TEXT SEGMENT

● ● ● ● ●

McDonald Institute for Archaeological Research, University of Cambridge, UK
gb314@cam.ac.uk
Robin Torrence,
Australian Museum, Sydney
Robin.Torrence@australian.museum
Ezra Zubrow
University of Buffalo SUNY
ezubrow@gmail.com
The death of Colin Renfrew in December 2024 robbed archaeology of one of its intellectual titans. He was one of the first to recognise the significance of calibrated radiocarbon chronologies to generate new prehistories throughout the world. He pioneered new ways of thinking about the explanation of social and political change in the past, within and beyond the prehistoric Aegean that was his enduring passion. He demonstrated the power of archaeological theory and archaeological science working in tandem to enrich understanding of past societies, from dating to exchange systems to systems models to archaeogenetics. With characteristic energy and optimism he built collaborations with other disciplines to explore archaeological ‘intangibles’ like art, cognition and language. In deed and word he was one of the most effective advocates of the power of world archaeology to enrich people’s lives, and of calling out threats to it, such as the illicit antiquities market. The session will explore Colin Renfrew’s extraordinary contributions to the development of archaeological theory, method and synthesis and if and how they continue to impact on archaeological thinking and practice, in the knowledge that he revelled in robust debate and would certainly not have wanted an anodyne series of eulogies!
Papers:
Introduction: Treading in Giant Footsteps
Graeme Barker, McDonald Institute for Archaeological Research, University of Cambridge, UK
We begin the session as we shall end it, celebrating Colin Renfrew’s profound impact as a teacher and mentor. As a result of meeting him when he was a Junior Research Fellow at St John’s College Cambridge, about to go to his first academic post at Sheffield University, I found myself the next day (!) abandoning my undergraduate degree in classics and switching to archaeology. As a student I excavated on his Greek Neolithic site Sitagroi. On graduating, with his encouragement I embarked on my Cambridge PhD on Italian prehistory at the British School at Rome. Three years later I was appointed to the lectureship at Sheffield University that Colin had vacated on getting his Chair at Southampton University. And in 2004, after academic positions at the British School at Rome and the University of Leicester, against all the odds I found myself back in Cambridge as his successor as Disney Professor of Archaeology and Director of the McDonald Institute for Archaeological Research. Along the way we enjoyed many debates and disagreements on topics, including ones on which we shall be assessing his contributions in the rest of this session: on transitions to farming, on the emergence of civilisation, on archaeology and language; and on the ‘human revolution’. The mess and muddle of human decision-making that I often perceived in the archaeological record contrasted with the clarity of vision—and terrifying eloquence in its support—that he brought to his own visions of the past, but he always remained warm and generous in his support. We are all the poorer for his passing.

● ● ● ● ●

PROVIDED DATA
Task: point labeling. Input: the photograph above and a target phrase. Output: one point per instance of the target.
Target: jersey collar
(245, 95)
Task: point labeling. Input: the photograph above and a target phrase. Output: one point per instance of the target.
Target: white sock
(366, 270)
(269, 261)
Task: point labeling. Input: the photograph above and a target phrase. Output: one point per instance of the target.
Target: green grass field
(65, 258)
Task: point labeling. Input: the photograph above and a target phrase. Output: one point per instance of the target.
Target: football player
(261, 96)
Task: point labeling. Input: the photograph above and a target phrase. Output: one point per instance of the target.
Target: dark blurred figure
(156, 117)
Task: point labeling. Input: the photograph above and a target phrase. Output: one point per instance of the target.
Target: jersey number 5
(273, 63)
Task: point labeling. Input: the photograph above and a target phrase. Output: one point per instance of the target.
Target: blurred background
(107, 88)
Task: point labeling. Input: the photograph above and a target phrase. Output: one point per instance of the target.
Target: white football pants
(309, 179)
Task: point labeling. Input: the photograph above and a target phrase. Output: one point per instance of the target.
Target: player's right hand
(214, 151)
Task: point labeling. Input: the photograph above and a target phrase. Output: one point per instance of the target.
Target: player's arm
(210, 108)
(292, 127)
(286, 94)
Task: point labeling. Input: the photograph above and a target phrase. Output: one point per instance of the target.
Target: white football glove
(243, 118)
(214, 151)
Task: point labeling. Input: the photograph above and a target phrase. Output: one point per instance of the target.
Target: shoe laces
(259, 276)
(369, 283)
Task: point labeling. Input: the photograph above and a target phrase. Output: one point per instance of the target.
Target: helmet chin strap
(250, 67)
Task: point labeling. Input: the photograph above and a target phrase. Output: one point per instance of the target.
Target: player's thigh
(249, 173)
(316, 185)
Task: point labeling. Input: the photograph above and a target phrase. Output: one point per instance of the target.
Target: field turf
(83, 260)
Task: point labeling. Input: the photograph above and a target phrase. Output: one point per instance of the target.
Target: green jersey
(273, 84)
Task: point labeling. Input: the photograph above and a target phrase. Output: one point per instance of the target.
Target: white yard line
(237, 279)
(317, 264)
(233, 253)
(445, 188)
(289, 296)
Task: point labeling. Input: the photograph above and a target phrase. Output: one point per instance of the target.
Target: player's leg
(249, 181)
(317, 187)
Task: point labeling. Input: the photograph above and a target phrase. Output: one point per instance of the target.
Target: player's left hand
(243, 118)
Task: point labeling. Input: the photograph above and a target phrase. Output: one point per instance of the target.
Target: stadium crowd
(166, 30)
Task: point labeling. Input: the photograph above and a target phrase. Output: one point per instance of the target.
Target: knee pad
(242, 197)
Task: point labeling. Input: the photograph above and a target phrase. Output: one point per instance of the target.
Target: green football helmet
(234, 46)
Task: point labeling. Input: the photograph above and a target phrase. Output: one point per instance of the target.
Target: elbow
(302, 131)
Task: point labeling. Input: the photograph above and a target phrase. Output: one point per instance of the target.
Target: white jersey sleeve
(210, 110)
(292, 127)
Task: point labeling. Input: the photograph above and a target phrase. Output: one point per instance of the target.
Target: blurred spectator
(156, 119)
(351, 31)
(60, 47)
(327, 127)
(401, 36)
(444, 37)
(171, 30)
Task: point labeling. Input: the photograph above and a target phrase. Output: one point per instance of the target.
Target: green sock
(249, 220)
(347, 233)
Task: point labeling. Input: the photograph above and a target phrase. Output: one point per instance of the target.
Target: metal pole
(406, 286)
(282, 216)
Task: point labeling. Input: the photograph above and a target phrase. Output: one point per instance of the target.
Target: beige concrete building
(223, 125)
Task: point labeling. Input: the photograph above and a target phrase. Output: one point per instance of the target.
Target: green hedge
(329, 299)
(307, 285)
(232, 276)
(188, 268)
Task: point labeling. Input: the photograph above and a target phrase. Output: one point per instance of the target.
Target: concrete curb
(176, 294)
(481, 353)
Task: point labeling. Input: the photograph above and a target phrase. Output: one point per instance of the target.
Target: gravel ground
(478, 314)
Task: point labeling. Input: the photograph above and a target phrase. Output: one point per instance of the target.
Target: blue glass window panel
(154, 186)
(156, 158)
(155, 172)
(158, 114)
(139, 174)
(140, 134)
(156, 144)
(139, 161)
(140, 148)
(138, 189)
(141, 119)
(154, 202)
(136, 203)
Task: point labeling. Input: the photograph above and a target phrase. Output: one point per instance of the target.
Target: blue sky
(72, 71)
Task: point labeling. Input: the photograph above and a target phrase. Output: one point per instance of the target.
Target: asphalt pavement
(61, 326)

● ● ● ● ●

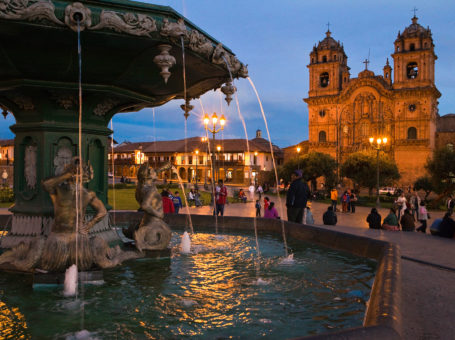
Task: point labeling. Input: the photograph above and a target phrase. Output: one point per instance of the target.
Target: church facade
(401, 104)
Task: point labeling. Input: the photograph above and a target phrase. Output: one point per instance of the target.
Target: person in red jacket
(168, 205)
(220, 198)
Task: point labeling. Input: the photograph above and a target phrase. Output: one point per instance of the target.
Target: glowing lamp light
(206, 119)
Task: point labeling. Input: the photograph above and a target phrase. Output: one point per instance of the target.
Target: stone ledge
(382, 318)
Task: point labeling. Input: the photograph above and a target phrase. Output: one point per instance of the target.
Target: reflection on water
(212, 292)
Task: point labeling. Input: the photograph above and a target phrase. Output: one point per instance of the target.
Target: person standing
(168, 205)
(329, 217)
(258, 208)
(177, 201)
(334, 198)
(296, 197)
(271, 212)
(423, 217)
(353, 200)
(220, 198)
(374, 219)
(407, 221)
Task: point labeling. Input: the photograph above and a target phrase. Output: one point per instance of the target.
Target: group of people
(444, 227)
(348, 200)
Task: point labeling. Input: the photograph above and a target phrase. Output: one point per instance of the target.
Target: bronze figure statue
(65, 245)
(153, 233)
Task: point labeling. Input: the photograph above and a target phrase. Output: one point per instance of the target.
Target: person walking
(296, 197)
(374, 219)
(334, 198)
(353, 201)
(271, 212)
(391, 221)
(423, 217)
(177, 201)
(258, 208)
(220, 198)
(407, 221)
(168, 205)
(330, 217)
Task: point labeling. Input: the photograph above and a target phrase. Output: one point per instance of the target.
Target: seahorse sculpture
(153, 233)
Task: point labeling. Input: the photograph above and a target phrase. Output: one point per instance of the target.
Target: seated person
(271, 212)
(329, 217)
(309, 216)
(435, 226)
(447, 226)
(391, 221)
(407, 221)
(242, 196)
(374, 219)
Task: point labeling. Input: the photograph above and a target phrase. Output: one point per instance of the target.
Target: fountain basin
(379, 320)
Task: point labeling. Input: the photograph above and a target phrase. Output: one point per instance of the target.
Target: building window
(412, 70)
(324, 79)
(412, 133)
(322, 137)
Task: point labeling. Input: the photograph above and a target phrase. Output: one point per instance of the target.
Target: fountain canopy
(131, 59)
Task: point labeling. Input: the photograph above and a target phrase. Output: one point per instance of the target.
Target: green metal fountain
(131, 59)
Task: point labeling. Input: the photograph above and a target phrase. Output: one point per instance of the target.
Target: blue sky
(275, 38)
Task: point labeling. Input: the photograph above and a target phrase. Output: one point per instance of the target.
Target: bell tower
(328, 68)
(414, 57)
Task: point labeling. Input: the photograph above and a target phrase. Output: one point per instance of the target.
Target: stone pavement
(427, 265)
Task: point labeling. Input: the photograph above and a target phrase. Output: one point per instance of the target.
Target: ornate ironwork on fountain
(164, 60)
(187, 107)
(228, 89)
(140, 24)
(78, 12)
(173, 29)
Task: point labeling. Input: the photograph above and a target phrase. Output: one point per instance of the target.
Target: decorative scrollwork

● ● ● ● ●

EXERCISE DIRECTIONS
Answer these questions from the text on Colin Renfrew:
1. In what month and year did Colin Renfrew die?
2. What threat to world archaeology did he call out?
3. On which site did Graeme Barker excavate as a student?

EXERCISE RESULT
1. December 2024
2. The illicit antiquities market
3. Sitagroi, Renfrew's Greek Neolithic site